Stored data START

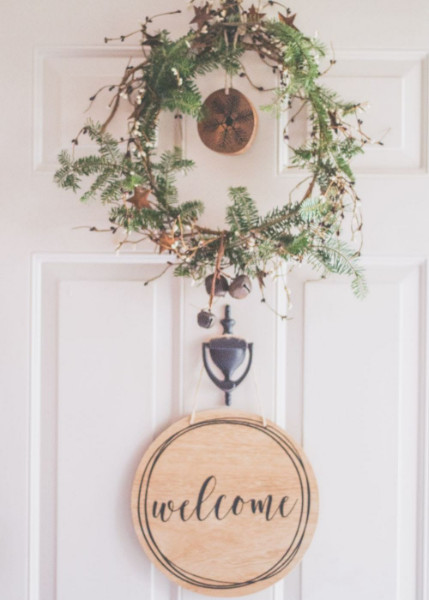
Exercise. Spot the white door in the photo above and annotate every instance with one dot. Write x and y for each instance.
(94, 364)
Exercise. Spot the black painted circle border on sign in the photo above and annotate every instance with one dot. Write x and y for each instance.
(290, 553)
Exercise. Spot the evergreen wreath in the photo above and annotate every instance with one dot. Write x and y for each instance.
(140, 188)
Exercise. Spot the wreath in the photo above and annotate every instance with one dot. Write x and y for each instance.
(139, 186)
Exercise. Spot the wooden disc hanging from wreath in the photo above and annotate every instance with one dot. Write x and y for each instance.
(225, 505)
(229, 122)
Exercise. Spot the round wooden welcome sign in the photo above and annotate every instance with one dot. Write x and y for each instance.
(225, 506)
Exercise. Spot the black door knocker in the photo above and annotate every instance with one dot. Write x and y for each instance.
(227, 353)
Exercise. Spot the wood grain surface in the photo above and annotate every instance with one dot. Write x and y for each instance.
(224, 506)
(230, 122)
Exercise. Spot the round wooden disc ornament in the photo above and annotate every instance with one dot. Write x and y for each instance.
(224, 506)
(230, 122)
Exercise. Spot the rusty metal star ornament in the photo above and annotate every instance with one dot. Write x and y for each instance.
(253, 16)
(288, 20)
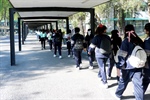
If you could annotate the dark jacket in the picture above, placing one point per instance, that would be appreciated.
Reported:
(147, 49)
(97, 41)
(88, 39)
(125, 51)
(75, 37)
(57, 38)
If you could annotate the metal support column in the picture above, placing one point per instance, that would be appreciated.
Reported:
(51, 27)
(92, 13)
(22, 32)
(19, 34)
(57, 25)
(67, 25)
(12, 42)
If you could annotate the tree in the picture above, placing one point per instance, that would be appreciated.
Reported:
(121, 9)
(78, 20)
(149, 8)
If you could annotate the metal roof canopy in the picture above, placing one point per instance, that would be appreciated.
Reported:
(46, 19)
(63, 8)
(53, 3)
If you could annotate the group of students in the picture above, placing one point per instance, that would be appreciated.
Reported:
(111, 45)
(93, 45)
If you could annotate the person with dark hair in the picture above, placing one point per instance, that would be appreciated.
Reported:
(88, 39)
(78, 43)
(68, 40)
(116, 42)
(129, 72)
(146, 79)
(57, 41)
(102, 45)
(42, 39)
(49, 36)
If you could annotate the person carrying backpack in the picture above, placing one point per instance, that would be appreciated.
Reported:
(49, 36)
(78, 44)
(57, 41)
(146, 79)
(116, 43)
(88, 39)
(102, 45)
(128, 71)
(42, 39)
(68, 40)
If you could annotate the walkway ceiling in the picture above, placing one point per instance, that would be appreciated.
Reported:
(30, 4)
(53, 3)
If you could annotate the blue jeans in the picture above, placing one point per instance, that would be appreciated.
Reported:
(102, 68)
(136, 76)
(91, 58)
(78, 58)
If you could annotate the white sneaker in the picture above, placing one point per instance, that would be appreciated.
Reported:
(73, 57)
(90, 67)
(54, 56)
(78, 68)
(69, 56)
(106, 86)
(60, 57)
(114, 95)
(108, 77)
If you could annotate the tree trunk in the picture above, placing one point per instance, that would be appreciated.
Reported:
(149, 9)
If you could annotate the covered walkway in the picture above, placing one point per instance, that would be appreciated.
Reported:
(39, 76)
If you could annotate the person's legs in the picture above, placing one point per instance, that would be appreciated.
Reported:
(137, 80)
(44, 43)
(146, 79)
(102, 64)
(50, 44)
(124, 80)
(110, 66)
(76, 54)
(59, 49)
(80, 57)
(55, 49)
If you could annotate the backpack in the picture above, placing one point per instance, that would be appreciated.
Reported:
(78, 44)
(138, 57)
(117, 54)
(57, 39)
(105, 46)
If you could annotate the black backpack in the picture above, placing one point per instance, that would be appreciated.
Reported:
(57, 40)
(105, 46)
(78, 44)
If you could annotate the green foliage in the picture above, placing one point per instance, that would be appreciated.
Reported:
(4, 10)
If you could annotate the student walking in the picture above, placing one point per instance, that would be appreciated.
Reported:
(49, 36)
(57, 40)
(102, 44)
(42, 39)
(129, 72)
(88, 39)
(78, 44)
(68, 40)
(146, 79)
(116, 43)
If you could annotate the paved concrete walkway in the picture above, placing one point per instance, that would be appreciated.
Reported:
(39, 76)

Stored data END

Goal of the exercise: The word "tree" occurs on some lines of the entries. Work out how many such lines there are and reply with the number alone.

Answer to the exercise: 2